I was mortified. The trainee that I was supposed to be mentoring was crying in the middle of the MFL office. She had confronted a student about their behaviour, but it had quickly become heated and the class had fallen apart.
I started to take her through what went wrong, but we couldn’t continue the conversation because she was too upset, so we agreed to revisit the incident at a later date.
As we left the room, we were both thinking the same thing: I'm a failure.
The reality is that being a mentor is the best thing in the world when your mentee is flying. You are free to give insightful and diagnostic advice that simply increases their soaring altitude. At other times, though, it can feel like walking up a mountain that you've walked up repeatedly for weeks or even months on end. When things are going wrong, it can be easy to blame yourself, feeling that you simply haven’t helped enough.
In a situation where your mentee is not making as much progress as you would like, it’s important to take stock of the positives of what you have achieved, because there will be signs of positive impact, however small.
Here are some questions to ask yourself that will help you assess whether you have been a decent mentor so far.
1. Does your trainee keep coming back for more?
◆ ◆ ◆ ◆ ◆
* Assignment
Can you repeat the passage on mentoring from "As we left the" to "impact, however small.", substituting "hill" for "mountain"?

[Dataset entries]
◆ ◆ ◆ ◆ ◆
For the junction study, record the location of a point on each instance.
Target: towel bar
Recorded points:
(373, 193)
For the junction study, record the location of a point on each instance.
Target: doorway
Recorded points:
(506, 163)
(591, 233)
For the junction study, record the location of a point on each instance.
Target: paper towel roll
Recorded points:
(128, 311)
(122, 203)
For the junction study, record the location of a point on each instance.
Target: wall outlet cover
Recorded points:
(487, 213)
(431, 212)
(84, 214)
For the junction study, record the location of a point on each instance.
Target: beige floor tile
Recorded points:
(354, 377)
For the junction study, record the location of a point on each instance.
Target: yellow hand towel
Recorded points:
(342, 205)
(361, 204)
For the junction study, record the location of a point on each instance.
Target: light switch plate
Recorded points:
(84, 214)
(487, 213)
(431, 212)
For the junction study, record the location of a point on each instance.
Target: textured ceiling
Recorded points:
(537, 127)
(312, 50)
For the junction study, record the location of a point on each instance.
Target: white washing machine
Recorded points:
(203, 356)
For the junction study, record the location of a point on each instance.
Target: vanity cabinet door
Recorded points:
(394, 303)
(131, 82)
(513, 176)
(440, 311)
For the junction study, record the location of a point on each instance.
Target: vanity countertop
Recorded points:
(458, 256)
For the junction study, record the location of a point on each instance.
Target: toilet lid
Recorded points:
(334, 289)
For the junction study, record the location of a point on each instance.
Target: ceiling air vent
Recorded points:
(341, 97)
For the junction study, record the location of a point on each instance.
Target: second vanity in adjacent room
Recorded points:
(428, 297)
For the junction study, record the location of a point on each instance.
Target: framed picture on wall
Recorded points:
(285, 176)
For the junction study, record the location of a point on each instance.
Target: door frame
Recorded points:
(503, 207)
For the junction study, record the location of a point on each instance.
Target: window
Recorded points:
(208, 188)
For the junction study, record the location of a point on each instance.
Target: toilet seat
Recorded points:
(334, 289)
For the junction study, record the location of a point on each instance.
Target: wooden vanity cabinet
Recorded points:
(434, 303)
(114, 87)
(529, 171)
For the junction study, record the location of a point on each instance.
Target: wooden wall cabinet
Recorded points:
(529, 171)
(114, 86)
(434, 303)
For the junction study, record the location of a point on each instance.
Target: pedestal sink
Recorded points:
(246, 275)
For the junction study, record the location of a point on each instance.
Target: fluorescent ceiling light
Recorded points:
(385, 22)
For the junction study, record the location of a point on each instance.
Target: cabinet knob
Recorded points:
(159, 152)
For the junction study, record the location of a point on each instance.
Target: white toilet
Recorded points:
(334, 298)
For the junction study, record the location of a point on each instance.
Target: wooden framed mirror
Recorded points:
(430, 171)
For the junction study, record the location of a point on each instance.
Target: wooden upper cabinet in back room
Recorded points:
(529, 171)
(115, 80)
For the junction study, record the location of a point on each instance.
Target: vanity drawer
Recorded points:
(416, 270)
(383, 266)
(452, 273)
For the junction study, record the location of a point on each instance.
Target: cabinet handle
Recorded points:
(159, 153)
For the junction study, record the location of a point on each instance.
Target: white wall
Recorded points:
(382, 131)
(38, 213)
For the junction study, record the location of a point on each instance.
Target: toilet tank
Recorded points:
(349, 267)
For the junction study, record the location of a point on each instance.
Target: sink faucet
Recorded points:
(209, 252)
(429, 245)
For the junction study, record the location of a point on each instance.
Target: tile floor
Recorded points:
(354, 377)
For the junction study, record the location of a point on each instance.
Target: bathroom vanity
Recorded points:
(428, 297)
◆ ◆ ◆ ◆ ◆
* Written solution
As we left the room, we were both thinking the same thing: I'm a failure.
The reality is that being a mentor is the best thing in the world when your mentee is flying. You are free to give insightful and diagnostic advice that simply increases their soaring altitude. At other times, though, it can feel like walking up a hill that you've walked up repeatedly for weeks or even months on end. When things are going wrong, it can be easy to blame yourself, feeling that you simply haven’t helped enough.
In a situation where your mentee is not making as much progress as you would like, it’s important to take stock of the positives of what you have achieved, because there will be signs of positive impact, however small.